### THE TASK
Scan the records for the string "hair", then copy each line that has it.

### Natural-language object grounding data

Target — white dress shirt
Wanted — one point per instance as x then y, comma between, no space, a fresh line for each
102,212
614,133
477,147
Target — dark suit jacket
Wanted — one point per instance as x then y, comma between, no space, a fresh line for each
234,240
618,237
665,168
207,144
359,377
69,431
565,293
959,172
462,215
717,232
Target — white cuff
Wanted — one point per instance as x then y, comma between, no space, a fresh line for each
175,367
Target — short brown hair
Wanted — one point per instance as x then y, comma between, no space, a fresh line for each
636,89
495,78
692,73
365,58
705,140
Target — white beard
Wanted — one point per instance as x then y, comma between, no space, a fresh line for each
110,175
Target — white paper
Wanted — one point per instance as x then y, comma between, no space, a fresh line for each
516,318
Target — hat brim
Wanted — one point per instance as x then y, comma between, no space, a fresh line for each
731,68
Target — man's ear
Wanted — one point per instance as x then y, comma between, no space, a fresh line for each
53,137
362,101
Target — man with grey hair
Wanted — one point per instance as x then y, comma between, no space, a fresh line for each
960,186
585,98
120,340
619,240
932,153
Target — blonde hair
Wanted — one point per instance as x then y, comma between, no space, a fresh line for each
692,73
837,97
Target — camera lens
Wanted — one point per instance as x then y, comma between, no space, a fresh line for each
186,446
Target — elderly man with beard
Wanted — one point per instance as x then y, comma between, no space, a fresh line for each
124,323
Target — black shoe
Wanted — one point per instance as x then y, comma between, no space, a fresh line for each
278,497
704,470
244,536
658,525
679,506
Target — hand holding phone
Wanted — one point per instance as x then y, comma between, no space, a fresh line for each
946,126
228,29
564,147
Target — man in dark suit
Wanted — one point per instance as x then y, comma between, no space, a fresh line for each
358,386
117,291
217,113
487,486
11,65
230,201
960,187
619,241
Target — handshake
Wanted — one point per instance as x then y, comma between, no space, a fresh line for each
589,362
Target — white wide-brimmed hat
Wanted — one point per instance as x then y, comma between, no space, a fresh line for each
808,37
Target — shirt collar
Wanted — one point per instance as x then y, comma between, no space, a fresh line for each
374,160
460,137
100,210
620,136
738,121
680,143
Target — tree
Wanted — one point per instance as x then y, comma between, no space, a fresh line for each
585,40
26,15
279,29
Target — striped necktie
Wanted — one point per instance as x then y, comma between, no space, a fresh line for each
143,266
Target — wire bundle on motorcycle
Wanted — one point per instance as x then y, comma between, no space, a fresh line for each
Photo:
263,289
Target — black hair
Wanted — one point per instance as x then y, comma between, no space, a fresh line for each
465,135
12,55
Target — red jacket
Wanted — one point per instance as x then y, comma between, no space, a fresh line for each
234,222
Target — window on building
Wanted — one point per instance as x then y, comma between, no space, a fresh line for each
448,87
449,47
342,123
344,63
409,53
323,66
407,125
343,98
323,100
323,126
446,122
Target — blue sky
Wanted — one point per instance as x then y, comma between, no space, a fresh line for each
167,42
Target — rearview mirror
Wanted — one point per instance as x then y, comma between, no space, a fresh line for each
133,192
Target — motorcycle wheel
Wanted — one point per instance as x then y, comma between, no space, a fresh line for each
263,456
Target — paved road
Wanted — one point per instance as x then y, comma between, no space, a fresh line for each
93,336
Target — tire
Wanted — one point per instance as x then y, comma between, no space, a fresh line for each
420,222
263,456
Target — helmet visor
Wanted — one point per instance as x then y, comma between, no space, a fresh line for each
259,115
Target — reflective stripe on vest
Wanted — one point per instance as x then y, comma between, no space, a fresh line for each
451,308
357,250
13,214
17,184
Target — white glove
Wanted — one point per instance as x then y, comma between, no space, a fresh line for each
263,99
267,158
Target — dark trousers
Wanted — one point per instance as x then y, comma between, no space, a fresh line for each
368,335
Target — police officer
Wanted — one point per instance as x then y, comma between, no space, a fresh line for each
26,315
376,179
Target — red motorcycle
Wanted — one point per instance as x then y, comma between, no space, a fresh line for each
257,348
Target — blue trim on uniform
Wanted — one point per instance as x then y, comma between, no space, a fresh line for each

### ANSWER SECTION
Target — short brown hair
Target — man with grey hair
Target — blonde hair
Target — black hair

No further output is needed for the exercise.